### WHAT IS BEING ASKED
Write out exactly, please, the lines from the one containing "[find] the tree" to the end of the material.

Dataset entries

━━━━━━━━

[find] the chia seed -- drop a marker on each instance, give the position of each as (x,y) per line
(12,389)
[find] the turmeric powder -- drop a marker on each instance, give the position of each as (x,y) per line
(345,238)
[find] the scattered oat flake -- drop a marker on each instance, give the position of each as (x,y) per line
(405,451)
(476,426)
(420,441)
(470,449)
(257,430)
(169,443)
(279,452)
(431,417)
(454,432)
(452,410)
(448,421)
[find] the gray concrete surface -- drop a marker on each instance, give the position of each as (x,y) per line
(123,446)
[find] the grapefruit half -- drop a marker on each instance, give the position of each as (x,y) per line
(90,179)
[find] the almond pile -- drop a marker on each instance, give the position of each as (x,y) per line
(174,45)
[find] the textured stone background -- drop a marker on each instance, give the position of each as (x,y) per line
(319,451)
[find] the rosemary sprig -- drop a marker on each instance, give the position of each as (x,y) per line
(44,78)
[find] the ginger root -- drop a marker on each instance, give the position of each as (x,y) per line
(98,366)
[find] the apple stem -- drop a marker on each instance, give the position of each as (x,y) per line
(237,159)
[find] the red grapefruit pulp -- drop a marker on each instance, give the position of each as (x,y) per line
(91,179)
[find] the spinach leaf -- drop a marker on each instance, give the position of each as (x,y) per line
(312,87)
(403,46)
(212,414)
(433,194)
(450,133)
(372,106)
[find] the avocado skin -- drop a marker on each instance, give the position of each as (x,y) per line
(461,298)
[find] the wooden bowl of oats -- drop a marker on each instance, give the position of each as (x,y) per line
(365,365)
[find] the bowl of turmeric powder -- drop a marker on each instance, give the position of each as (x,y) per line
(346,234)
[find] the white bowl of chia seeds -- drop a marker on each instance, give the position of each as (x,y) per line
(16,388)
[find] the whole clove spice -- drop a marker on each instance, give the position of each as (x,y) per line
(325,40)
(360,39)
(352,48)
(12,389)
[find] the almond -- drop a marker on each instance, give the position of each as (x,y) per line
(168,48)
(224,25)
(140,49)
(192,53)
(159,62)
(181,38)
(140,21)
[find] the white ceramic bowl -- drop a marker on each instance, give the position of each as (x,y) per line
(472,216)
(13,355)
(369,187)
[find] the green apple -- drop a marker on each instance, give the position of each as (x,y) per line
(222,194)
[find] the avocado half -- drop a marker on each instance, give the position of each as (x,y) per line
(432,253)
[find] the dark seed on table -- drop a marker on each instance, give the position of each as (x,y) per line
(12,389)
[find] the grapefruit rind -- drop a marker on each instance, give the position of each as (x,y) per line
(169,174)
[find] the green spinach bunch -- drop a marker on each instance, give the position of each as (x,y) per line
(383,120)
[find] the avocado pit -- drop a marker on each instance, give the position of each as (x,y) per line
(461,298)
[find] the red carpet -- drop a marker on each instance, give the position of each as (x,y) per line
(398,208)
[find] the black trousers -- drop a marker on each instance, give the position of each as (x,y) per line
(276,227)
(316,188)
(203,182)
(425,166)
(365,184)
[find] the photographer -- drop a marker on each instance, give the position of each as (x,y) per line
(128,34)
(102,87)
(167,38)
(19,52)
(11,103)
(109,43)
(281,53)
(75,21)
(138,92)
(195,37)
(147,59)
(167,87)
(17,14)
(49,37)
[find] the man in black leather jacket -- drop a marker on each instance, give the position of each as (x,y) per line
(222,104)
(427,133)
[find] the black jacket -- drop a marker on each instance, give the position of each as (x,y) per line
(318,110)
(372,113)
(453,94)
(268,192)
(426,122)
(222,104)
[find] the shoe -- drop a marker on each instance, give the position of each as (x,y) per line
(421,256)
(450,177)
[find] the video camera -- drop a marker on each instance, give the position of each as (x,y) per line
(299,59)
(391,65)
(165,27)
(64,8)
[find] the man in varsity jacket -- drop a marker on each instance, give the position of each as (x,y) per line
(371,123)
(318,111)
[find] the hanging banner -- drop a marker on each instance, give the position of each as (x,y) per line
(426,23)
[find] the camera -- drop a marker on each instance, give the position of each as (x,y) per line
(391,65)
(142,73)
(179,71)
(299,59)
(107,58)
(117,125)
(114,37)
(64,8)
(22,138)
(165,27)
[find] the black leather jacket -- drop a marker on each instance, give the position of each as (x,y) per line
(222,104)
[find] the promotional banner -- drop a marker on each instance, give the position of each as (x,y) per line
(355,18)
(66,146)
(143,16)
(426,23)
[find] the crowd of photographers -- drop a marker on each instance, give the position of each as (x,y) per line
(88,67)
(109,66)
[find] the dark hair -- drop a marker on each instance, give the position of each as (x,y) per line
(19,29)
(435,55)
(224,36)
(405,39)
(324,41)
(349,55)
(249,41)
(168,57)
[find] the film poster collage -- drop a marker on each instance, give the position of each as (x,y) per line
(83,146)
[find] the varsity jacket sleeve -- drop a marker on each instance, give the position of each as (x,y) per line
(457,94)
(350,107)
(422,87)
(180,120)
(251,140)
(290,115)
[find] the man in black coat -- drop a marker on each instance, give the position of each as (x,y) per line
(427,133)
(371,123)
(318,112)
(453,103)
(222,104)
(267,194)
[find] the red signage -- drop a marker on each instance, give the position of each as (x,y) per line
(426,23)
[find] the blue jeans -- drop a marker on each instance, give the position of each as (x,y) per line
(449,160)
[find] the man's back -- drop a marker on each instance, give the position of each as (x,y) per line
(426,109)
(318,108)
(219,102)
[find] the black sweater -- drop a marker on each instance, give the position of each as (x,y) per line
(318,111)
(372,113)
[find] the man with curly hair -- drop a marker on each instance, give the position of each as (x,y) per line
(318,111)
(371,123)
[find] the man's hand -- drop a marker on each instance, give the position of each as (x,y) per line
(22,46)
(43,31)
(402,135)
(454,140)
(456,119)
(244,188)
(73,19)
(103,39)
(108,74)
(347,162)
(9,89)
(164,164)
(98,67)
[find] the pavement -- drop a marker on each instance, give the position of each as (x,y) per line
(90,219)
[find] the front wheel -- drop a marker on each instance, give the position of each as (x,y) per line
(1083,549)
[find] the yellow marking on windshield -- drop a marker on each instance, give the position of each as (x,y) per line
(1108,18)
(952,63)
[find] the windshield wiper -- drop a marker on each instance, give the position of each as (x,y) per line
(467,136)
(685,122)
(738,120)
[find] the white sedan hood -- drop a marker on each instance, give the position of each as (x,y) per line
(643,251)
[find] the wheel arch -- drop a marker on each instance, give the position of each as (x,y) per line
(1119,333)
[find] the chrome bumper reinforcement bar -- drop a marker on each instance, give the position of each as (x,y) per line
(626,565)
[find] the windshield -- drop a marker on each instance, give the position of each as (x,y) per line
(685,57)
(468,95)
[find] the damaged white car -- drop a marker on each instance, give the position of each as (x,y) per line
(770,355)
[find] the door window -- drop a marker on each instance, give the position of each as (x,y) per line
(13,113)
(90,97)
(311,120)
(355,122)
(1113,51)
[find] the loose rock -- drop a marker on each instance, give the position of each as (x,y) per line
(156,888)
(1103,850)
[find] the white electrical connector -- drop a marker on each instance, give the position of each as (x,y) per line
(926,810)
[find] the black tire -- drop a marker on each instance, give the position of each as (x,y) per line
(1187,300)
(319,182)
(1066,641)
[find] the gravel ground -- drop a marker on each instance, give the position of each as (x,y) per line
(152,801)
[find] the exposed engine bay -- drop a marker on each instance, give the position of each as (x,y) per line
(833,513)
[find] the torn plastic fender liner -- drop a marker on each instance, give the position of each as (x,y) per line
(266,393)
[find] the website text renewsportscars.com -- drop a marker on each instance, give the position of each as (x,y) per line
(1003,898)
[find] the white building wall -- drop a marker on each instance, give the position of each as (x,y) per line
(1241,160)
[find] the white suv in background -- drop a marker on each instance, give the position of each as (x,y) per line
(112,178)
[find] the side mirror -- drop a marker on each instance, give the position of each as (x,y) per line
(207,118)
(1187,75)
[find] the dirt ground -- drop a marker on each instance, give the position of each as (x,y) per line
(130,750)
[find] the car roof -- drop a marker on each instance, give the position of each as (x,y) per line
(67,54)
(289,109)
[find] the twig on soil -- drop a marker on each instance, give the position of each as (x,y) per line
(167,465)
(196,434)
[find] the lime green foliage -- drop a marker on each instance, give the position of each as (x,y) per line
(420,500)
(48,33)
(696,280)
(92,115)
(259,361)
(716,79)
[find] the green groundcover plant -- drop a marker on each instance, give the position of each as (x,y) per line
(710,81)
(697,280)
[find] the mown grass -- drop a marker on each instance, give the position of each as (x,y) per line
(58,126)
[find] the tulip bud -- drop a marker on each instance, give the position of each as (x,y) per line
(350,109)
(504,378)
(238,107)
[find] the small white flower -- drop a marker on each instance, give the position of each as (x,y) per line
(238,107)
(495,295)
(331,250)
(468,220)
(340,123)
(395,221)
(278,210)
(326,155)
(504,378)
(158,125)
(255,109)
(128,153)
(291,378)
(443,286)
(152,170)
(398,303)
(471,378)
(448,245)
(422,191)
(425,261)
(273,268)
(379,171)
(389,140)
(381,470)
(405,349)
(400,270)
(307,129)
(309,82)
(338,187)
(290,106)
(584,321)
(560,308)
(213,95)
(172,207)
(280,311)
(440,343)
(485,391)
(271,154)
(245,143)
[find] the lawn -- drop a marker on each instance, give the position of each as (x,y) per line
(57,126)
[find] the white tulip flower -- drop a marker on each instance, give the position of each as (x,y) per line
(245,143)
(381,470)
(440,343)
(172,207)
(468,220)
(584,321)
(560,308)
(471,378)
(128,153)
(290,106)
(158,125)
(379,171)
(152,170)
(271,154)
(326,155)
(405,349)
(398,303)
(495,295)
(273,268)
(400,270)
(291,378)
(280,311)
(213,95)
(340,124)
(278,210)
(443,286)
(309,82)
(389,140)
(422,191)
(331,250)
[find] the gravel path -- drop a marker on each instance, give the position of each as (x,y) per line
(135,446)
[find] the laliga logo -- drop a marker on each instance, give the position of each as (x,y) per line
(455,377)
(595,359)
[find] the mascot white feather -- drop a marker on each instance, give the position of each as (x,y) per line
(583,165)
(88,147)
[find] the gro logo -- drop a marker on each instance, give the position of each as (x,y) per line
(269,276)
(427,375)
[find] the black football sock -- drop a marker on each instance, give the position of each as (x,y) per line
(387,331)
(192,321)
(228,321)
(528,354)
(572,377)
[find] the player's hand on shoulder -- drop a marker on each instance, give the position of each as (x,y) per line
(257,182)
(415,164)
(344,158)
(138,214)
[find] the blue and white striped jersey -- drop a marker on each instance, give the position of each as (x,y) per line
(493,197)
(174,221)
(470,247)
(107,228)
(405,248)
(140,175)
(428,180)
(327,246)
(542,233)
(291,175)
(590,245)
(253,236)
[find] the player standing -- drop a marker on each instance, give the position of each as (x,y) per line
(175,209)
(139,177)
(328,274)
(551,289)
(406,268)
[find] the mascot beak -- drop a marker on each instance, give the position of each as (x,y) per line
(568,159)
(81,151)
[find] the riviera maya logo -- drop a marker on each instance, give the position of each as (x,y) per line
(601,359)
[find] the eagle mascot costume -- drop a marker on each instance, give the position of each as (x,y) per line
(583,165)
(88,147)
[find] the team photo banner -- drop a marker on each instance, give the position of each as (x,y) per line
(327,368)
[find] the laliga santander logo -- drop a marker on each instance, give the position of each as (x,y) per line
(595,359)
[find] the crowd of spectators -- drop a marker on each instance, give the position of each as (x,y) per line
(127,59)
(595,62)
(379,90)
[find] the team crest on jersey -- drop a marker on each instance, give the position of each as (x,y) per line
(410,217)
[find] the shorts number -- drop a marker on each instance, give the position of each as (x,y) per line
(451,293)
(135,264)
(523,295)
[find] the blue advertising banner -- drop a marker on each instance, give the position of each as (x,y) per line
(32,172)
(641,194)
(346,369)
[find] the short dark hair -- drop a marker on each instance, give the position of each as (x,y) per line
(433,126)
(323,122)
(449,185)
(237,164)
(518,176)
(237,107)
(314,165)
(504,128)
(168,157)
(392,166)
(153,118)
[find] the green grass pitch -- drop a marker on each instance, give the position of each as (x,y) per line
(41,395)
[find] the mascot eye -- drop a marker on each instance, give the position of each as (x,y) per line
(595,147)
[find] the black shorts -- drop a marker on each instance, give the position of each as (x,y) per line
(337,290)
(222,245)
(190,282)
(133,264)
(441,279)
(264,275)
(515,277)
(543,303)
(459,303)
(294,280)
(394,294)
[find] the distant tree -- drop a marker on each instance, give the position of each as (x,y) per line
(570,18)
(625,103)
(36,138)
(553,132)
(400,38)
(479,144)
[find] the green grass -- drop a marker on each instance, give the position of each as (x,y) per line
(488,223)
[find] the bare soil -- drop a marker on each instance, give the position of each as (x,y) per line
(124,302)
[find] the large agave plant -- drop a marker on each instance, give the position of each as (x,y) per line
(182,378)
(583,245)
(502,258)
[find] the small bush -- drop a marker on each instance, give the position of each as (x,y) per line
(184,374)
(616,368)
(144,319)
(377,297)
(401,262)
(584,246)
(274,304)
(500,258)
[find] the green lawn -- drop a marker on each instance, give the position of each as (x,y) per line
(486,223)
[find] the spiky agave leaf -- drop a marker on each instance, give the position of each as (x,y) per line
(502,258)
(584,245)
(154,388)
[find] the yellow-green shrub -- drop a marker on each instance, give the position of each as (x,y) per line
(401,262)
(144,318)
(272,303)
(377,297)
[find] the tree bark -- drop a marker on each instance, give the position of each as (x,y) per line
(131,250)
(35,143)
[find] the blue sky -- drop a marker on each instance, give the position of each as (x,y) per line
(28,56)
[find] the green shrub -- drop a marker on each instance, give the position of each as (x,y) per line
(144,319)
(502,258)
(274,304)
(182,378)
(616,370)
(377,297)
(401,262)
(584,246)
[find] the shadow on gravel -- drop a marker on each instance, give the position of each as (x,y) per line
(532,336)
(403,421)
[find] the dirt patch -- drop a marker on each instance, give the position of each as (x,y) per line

━━━━━━━━

### OUTPUT
[find] the tree bark -- drop a marker on each instance, give the position of each as (x,y) per line
(131,250)
(35,143)
[find] the blue sky -- drop a marker on each instance, give the position of each as (x,y) per line
(28,56)
[find] the green shrub -- drop a marker on each instance, give the position of each as (x,y) per line
(144,319)
(502,258)
(274,304)
(182,378)
(616,370)
(377,297)
(401,262)
(584,246)
[find] the shadow on gravel -- drop a marker on each instance, give the position of each as (x,y) per line
(532,336)
(403,421)
[find] the dirt patch -- drop a marker on each instance, give the position of each as (x,y) per line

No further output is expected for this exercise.